-- Dataset records --
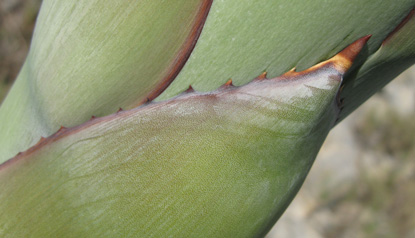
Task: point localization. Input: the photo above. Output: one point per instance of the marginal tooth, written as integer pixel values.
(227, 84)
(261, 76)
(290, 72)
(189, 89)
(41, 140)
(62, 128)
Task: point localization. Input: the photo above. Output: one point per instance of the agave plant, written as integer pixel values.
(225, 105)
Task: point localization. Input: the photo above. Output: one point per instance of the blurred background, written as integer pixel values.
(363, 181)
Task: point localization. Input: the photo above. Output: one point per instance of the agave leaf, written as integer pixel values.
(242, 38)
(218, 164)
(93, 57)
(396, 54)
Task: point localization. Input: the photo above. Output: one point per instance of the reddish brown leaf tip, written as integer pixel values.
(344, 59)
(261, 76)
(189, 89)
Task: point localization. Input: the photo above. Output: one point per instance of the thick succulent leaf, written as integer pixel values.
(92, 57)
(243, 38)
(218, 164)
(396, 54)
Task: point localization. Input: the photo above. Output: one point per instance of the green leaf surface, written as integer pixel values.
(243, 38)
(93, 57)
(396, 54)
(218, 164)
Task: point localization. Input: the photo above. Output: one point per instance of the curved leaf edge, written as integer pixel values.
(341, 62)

-- What the task asks --
Lay out as a Markdown table, with columns named Index and Entry, every line from the one containing "surface, written as integer pixel values." through the final line of the items, both ends included. Number the rows in order and omit blank lines.

-- Solution for this problem --
| Index | Entry |
|---|---|
| 1 | Task: point localization. Input: the photo above. Output: one point per instance of the green leaf surface, written as integer pixel values. |
| 2 | (243, 38) |
| 3 | (93, 57) |
| 4 | (396, 54) |
| 5 | (218, 164) |
| 6 | Task: point localization. Input: the photo above. Output: one point per instance of the curved leaf edge, written as integer pixel values. |
| 7 | (341, 62) |